What to do: Format every line of the records below as a numbered list, leaving out any blank lines.

Recorded information:
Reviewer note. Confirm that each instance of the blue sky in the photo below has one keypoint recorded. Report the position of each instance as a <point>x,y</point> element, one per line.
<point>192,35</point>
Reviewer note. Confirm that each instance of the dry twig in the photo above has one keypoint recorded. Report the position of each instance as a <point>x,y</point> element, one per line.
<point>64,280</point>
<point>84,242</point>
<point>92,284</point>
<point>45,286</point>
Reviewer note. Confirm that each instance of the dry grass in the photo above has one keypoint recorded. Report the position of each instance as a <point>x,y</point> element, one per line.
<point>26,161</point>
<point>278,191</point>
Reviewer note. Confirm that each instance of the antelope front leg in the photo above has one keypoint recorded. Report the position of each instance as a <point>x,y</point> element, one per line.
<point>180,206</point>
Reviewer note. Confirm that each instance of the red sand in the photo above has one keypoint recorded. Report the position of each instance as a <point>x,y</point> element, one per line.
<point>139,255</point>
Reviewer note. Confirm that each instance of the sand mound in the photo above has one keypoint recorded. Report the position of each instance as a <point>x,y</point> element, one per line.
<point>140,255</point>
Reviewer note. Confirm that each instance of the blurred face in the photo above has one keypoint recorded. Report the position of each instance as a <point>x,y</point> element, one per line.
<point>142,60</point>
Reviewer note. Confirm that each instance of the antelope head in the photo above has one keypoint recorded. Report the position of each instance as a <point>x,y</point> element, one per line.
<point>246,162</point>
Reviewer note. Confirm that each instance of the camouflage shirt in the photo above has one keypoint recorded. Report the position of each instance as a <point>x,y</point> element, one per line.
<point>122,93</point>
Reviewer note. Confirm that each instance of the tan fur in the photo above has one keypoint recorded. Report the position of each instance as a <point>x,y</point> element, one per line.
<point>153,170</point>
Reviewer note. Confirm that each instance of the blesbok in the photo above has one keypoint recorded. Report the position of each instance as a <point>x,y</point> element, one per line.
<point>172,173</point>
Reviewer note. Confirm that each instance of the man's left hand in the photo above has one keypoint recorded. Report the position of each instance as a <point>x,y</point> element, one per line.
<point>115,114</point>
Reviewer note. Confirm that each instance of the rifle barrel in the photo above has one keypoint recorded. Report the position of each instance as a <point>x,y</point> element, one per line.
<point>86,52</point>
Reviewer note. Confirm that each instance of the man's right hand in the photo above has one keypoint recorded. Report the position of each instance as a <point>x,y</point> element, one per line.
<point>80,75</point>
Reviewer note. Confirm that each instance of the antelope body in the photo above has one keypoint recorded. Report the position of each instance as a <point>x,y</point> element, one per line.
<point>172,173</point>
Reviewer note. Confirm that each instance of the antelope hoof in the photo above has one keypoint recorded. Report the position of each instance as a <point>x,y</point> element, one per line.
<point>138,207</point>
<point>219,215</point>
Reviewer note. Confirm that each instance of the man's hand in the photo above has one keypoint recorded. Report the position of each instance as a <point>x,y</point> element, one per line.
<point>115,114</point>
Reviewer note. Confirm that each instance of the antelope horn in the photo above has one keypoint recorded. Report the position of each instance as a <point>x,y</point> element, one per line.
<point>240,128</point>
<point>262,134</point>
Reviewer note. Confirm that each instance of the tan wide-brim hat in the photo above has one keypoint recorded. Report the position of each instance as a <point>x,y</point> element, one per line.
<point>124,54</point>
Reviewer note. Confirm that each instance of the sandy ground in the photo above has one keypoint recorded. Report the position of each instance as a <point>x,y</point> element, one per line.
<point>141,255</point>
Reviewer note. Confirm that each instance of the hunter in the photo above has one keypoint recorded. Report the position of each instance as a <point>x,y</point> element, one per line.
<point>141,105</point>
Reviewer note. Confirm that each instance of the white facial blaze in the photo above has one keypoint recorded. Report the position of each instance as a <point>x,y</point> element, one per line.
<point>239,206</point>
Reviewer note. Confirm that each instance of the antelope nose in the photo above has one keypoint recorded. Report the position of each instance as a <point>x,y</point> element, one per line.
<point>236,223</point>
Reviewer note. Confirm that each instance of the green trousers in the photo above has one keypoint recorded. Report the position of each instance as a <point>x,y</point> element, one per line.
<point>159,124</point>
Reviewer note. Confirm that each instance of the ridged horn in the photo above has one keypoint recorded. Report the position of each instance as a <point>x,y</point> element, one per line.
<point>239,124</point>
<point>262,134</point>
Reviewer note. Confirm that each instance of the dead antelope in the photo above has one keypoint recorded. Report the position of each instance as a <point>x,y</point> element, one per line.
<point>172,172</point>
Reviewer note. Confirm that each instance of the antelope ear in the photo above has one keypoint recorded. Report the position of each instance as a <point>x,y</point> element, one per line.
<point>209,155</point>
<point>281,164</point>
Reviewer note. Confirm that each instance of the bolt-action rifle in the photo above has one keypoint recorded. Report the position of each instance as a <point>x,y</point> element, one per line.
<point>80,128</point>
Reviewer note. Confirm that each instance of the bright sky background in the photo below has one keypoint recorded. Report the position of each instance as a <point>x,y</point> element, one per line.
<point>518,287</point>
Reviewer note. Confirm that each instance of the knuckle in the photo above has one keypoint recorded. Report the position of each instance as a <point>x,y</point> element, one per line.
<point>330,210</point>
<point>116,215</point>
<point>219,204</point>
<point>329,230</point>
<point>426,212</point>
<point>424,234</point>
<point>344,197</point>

Solution for this task:
1. Reviewer note. Confirm that each instance of the blue sky in the photo below has one keypoint recorded. Report the position of each instance as a <point>x,y</point> element, one per line.
2. <point>192,35</point>
3. Reviewer note. Confirm that each instance of the dry twig in the photo above has one keypoint recorded. Report the position of each instance as a <point>x,y</point> element, one per line.
4. <point>64,280</point>
5. <point>84,242</point>
6. <point>92,284</point>
7. <point>45,286</point>
8. Reviewer note. Confirm that each instance of the dry grass in the photo above has one keypoint recorded. Report the position of each instance as a <point>x,y</point> element, one per line.
9. <point>26,161</point>
10. <point>278,191</point>
11. Reviewer note. Confirm that each instance of the antelope front leg in the photo above has one keypoint recorded. Report the position of each instance as a <point>x,y</point> element, one per line.
12. <point>180,206</point>
13. Reviewer note. Confirm that each instance of the red sand in the photo above has one keypoint recorded. Report the position of each instance as a <point>x,y</point> element, one per line.
14. <point>139,255</point>
15. Reviewer note. Confirm that each instance of the sand mound in the photo above has one keypoint recorded. Report the position of each instance as a <point>x,y</point> element, one per line.
16. <point>140,255</point>
17. Reviewer note. Confirm that each instance of the blurred face in the photo above has one keypoint recorded. Report the position of each instance as a <point>x,y</point> element, one per line.
18. <point>142,60</point>
19. Reviewer note. Confirm that each instance of the antelope head in the photo above has one keypoint recorded. Report the position of each instance as a <point>x,y</point> element, one per line.
20. <point>246,162</point>
21. Reviewer note. Confirm that each instance of the camouflage shirt in the photo above has one keypoint recorded. Report the position of each instance as a <point>x,y</point> element, one per line.
22. <point>122,93</point>
23. Reviewer note. Confirm that each instance of the tan fur in the photo above has one keypoint recorded. Report the position of each instance as a <point>x,y</point> element, one per line.
24. <point>153,170</point>
25. Reviewer note. Confirm that each instance of the blesbok in the photo above has one keypoint recorded. Report the position of each instance as a <point>x,y</point> element, one per line.
26. <point>172,173</point>
27. Reviewer note. Confirm that each instance of the man's left hand in the photo above has one keypoint recorded. Report the position of each instance as a <point>x,y</point> element, one per line.
28. <point>115,114</point>
29. Reviewer note. Confirm that each instance of the rifle barrel in the photo above has one keypoint recorded. Report the position of each instance as a <point>x,y</point> element, one per line.
30. <point>86,52</point>
31. Reviewer note. Confirm that each instance of the man's right hand in the photo above has one keypoint recorded. Report the position of each instance as a <point>x,y</point> element, one per line.
32. <point>80,75</point>
33. Reviewer note. Confirm that each instance of the antelope body in the photo above has one keypoint recorded. Report the position of each instance as a <point>x,y</point> element, one per line.
34. <point>172,173</point>
35. Reviewer note. Confirm that each instance of the antelope hoof in the photo above has one keypoint recorded. Report the position of each instance as a <point>x,y</point> element, one per line.
36. <point>138,207</point>
37. <point>219,215</point>
38. Reviewer note. Confirm that each instance of the man's hand in the photo above has one keypoint recorded. Report the position of each instance as a <point>x,y</point> element, one per line.
39. <point>115,114</point>
40. Reviewer note. Confirm that each instance of the antelope horn in the photo above has one keypoint recorded. Report the position of each instance as a <point>x,y</point> element, one per line.
41. <point>240,128</point>
42. <point>262,134</point>
43. Reviewer note. Confirm that each instance of the tan wide-brim hat in the photo above has one keypoint recorded. Report the position of each instance as a <point>x,y</point> element, one per line.
44. <point>124,54</point>
45. Reviewer note. Confirm that each instance of the sandy ground in the photo above has one keypoint recorded. Report the position of each instance as a <point>x,y</point> element, one per line.
46. <point>141,255</point>
47. Reviewer note. Confirm that each instance of the hunter in the photo above has one keypoint recorded. Report the position of each instance as a <point>x,y</point> element, one per line.
48. <point>141,105</point>
49. Reviewer note. Confirm that each instance of the white facial blaze in the photo above has one keypoint recorded. Report the position of each instance as a <point>x,y</point> element, one per line.
50. <point>239,206</point>
51. Reviewer note. Confirm that each instance of the antelope nose in the photo above has one keypoint recorded. Report the position of each instance as a <point>x,y</point> element, one per line.
52. <point>236,223</point>
53. Reviewer note. Confirm that each instance of the green trousers in the photo above has one keypoint recorded. Report the position of each instance as a <point>x,y</point> element, one per line.
54. <point>159,124</point>
55. Reviewer note. Confirm that each instance of the ridged horn in the photo above has one keypoint recorded. Report the position of each instance as a <point>x,y</point> element, one per line.
56. <point>239,124</point>
57. <point>262,134</point>
58. Reviewer note. Confirm that each instance of the dead antelope in the photo above has one keypoint recorded. Report the position of each instance as a <point>x,y</point> element, one per line.
59. <point>172,172</point>
60. Reviewer note. Confirm that each instance of the antelope ear in the photo above has one keypoint recorded. Report the position of each instance as a <point>x,y</point> element, one per line.
61. <point>209,155</point>
62. <point>281,164</point>
63. Reviewer note. Confirm that each instance of the bolt-action rifle in the photo above has one keypoint recorded. Report the position of each instance as a <point>x,y</point> element, one per line.
64. <point>80,128</point>
65. Reviewer note. Confirm that each instance of the bright sky background in the photo below has one keypoint recorded. Report the position of each instance as a <point>x,y</point> element, one per line.
66. <point>518,287</point>
67. Reviewer note. Confirm that each instance of the knuckle in the photo above has one keypoint recorded. Report the position of each instance as a <point>x,y</point> element, one per line.
68. <point>330,210</point>
69. <point>116,215</point>
70. <point>219,204</point>
71. <point>329,230</point>
72. <point>426,212</point>
73. <point>424,234</point>
74. <point>344,197</point>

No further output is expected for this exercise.